··· Given records

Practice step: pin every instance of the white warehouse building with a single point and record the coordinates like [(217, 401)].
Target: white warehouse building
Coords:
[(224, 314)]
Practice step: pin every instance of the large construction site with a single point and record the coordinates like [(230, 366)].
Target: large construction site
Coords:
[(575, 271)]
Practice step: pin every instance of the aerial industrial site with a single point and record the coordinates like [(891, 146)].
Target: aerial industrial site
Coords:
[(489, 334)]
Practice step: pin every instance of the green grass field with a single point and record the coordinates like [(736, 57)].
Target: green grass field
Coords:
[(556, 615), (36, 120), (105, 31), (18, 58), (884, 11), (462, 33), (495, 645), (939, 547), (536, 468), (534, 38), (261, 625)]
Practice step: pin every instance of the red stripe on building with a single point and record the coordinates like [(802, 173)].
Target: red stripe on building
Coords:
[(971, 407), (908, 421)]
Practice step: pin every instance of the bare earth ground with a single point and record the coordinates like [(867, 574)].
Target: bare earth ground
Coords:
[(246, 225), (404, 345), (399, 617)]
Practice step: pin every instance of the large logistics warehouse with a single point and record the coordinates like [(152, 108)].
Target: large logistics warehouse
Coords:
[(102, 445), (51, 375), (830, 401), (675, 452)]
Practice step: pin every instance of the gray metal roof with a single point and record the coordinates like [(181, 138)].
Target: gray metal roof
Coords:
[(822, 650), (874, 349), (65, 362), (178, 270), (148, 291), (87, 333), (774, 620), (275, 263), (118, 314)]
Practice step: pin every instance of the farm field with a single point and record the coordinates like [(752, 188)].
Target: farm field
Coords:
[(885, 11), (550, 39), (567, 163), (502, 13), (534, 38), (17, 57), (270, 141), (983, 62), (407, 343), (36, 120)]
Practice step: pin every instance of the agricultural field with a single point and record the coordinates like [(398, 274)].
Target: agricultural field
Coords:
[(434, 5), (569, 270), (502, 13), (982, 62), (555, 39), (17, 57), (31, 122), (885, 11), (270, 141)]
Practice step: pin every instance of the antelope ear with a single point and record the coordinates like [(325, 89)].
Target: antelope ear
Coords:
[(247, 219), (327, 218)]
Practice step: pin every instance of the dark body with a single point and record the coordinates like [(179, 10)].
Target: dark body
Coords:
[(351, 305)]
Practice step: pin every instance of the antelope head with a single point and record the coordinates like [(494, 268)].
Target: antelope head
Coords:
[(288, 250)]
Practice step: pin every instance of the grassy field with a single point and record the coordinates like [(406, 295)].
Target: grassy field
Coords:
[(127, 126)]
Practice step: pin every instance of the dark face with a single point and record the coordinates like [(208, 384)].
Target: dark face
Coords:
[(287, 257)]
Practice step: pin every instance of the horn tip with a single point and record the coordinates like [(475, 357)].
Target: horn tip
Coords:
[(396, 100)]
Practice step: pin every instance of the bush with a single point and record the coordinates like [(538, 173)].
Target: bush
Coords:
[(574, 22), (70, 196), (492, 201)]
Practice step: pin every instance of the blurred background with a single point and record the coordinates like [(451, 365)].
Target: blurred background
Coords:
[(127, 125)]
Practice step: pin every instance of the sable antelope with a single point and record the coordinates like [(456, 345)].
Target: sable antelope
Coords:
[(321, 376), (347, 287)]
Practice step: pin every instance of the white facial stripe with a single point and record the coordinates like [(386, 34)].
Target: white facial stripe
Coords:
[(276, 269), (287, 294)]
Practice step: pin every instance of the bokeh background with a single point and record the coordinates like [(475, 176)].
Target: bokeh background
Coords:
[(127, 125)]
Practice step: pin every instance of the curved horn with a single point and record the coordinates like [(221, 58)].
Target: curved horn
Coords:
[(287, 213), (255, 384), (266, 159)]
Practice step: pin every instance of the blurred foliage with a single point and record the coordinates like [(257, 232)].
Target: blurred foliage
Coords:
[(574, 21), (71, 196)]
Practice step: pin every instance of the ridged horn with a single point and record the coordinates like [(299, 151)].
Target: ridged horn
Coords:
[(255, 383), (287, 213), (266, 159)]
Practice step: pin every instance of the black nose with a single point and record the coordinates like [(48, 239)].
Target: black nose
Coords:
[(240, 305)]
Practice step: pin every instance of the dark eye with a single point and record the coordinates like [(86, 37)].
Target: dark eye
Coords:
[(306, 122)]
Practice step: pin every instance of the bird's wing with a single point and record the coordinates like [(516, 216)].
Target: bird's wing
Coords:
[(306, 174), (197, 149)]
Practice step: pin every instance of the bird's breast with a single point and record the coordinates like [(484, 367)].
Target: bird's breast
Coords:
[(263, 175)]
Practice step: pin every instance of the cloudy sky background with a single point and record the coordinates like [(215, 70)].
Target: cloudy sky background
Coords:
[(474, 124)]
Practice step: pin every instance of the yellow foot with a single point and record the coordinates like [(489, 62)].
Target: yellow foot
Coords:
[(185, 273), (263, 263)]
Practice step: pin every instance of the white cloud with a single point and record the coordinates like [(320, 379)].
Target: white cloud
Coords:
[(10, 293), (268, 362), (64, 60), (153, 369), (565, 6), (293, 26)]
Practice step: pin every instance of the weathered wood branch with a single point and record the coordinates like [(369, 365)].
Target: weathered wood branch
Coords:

······

(To do): Rewrite the part of the items that opens with the line containing "Practice step: pin every instance of the large logistics" and closes with the line containing "[(102, 445), (51, 375), (830, 401), (675, 452)]", putting "distribution warehouse" wherever "logistics warehouse" appears and leaving everything else unchanged.

(Output for this exercise):
Practice step: pin every instance of the large distribution warehouse with a single point and record the coordinates like [(152, 108)].
Target: large distribution warehouse
Coords:
[(102, 445), (51, 375), (830, 401), (675, 452)]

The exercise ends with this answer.